**Problem description**: Which lines in the records contain the word "vegetation"? Return each of those lines in full.

BEGIN Records shown

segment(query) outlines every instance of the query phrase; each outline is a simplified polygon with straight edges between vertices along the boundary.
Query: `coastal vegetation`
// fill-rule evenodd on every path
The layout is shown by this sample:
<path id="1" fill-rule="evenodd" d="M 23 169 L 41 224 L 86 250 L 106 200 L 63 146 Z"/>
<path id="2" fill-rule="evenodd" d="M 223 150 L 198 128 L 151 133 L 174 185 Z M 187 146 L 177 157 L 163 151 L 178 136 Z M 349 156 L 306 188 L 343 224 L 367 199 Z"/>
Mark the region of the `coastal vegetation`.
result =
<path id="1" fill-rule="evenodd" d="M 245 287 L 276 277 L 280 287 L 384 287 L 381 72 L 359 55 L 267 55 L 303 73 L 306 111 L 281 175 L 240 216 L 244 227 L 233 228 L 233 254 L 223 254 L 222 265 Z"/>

END Records shown
BEGIN Records shown

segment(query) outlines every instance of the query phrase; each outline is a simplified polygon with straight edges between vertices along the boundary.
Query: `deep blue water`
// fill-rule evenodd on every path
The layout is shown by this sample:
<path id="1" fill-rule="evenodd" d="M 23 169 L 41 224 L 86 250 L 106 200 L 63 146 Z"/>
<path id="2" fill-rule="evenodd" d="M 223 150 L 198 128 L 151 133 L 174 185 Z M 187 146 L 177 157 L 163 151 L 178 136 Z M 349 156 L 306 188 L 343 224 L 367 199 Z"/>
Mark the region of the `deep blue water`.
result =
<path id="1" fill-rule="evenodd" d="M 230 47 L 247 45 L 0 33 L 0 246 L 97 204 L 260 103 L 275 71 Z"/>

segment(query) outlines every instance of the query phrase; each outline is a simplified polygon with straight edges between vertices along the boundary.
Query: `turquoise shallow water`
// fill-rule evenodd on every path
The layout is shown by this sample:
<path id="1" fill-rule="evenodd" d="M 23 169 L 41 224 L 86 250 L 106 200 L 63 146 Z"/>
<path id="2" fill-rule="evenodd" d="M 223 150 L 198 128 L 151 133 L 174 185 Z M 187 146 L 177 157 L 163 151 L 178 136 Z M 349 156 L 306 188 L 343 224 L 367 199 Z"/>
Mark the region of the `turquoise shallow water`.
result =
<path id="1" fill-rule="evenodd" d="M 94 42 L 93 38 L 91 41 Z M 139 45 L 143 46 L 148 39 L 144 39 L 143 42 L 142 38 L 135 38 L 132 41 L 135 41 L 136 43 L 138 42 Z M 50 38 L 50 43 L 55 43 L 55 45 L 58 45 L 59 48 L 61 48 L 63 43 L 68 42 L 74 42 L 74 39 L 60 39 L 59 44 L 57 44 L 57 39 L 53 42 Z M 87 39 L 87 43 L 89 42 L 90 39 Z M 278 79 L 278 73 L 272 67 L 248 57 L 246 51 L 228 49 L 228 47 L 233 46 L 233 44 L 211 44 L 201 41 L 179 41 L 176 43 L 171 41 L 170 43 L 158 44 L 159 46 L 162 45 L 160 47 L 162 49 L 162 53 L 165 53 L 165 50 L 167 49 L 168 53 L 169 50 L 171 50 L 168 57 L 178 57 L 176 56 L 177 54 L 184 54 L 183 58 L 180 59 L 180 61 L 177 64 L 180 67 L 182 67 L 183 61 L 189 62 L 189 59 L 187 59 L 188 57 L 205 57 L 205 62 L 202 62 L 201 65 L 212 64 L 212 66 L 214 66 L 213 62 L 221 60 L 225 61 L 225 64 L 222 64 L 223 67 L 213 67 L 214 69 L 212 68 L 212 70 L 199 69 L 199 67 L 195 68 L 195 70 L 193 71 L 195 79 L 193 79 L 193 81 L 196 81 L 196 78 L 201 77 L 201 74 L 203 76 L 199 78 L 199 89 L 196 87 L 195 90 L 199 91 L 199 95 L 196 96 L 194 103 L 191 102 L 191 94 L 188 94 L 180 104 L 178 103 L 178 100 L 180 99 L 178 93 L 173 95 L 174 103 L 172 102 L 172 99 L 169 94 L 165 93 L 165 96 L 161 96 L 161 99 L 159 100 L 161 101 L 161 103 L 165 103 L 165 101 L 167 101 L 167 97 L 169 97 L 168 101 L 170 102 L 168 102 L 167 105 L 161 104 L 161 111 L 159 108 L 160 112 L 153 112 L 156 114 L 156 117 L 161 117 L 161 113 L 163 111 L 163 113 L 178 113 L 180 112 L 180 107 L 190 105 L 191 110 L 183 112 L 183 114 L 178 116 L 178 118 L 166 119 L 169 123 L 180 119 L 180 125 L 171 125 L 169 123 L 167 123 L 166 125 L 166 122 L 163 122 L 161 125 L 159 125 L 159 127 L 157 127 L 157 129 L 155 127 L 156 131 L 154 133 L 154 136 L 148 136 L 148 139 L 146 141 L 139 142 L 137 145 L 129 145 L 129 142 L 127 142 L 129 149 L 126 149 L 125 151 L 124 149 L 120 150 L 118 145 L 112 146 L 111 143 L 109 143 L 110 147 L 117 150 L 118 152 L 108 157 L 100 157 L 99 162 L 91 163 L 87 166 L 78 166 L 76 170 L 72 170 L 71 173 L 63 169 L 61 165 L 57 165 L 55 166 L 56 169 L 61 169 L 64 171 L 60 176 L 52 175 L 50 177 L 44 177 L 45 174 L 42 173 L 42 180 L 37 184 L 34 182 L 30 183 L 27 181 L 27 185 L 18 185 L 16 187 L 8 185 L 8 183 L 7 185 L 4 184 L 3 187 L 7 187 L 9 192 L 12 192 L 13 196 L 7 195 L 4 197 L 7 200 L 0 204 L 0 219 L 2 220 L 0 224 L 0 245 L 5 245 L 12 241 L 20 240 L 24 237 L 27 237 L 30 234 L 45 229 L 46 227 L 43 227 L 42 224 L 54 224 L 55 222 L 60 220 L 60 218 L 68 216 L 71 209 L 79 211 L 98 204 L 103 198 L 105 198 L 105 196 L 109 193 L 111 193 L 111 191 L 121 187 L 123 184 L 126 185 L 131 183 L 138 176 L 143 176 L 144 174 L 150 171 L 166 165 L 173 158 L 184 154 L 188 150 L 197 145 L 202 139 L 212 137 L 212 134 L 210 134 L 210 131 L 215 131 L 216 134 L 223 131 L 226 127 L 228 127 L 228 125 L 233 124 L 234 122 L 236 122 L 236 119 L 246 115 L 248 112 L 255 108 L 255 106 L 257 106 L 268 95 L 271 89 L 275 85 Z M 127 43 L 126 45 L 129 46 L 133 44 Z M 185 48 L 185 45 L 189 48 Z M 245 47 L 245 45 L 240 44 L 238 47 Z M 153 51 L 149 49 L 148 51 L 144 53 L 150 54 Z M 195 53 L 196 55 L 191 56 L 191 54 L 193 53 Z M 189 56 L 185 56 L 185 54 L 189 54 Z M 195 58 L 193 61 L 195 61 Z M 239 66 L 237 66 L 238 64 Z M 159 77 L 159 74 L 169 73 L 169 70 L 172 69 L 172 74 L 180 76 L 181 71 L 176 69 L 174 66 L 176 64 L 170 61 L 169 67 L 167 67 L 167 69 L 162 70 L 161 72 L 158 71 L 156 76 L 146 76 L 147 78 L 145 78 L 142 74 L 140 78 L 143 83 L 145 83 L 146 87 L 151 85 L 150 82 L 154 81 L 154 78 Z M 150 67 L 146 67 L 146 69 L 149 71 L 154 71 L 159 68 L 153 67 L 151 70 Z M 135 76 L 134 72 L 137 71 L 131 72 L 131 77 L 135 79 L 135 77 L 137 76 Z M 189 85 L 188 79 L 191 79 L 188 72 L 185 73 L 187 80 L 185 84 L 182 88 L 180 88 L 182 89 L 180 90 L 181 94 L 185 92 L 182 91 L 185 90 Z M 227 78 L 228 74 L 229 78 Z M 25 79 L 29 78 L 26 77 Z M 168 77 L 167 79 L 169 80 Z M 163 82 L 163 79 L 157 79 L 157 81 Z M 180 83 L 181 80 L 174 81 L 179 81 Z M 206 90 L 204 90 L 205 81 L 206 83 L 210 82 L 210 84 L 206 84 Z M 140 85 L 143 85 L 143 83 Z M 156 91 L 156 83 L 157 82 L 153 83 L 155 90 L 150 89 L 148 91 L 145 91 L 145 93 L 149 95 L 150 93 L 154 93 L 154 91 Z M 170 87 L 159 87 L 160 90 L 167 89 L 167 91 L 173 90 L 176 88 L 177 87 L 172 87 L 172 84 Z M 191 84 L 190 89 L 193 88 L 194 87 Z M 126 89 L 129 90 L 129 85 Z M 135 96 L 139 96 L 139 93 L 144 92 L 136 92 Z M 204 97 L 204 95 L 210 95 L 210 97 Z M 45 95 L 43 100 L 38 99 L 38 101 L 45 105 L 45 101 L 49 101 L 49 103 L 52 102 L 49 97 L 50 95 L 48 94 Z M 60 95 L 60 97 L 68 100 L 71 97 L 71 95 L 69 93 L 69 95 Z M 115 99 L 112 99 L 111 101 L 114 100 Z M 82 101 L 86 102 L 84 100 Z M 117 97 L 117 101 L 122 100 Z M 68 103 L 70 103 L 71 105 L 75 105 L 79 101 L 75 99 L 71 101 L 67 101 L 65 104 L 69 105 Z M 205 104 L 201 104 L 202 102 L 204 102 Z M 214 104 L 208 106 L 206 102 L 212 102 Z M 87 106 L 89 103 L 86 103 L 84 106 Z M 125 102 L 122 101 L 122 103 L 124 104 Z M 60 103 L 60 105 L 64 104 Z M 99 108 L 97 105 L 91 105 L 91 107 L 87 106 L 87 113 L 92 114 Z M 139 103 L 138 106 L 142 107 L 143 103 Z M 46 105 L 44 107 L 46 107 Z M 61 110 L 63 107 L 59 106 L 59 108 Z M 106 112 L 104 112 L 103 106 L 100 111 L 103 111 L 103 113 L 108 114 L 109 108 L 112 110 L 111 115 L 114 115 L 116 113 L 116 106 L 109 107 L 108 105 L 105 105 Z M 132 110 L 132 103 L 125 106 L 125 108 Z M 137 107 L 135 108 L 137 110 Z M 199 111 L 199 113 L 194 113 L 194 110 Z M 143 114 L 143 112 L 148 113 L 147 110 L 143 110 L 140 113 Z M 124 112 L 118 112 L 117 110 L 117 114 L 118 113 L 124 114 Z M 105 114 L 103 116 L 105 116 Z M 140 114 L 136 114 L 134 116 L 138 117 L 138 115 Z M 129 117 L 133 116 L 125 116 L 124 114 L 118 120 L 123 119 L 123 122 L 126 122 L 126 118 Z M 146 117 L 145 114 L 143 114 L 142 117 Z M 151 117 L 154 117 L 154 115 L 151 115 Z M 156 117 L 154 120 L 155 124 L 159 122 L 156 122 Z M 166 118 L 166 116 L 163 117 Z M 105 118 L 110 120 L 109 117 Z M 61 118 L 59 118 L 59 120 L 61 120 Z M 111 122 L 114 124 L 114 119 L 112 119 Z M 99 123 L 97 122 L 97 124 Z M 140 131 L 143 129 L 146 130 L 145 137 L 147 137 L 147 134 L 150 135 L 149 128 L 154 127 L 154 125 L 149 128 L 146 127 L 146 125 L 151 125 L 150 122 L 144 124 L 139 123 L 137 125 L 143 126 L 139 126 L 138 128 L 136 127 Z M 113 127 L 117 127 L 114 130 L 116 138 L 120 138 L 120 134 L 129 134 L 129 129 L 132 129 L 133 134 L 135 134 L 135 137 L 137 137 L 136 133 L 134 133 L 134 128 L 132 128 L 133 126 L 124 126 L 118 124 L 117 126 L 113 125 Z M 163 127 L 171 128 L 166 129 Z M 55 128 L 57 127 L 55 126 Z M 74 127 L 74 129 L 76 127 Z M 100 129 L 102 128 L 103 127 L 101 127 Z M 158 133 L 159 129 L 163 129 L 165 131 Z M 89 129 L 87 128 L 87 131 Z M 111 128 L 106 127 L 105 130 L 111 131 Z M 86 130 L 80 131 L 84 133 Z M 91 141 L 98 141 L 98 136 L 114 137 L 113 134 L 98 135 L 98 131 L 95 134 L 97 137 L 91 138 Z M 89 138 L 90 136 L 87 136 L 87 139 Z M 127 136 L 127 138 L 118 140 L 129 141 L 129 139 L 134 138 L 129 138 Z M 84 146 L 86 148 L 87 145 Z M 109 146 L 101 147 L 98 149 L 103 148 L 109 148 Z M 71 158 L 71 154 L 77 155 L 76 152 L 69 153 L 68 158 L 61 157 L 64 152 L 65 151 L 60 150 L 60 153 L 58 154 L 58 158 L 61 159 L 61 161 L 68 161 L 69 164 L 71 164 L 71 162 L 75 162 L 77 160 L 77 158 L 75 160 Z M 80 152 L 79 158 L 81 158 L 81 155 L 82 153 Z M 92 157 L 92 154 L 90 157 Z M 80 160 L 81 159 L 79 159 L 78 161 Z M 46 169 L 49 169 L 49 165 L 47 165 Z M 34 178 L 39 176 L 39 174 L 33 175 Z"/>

END Records shown

**Reply to the exercise**:
Query: `coastal vegetation`
Mark the region of the `coastal vegetation`.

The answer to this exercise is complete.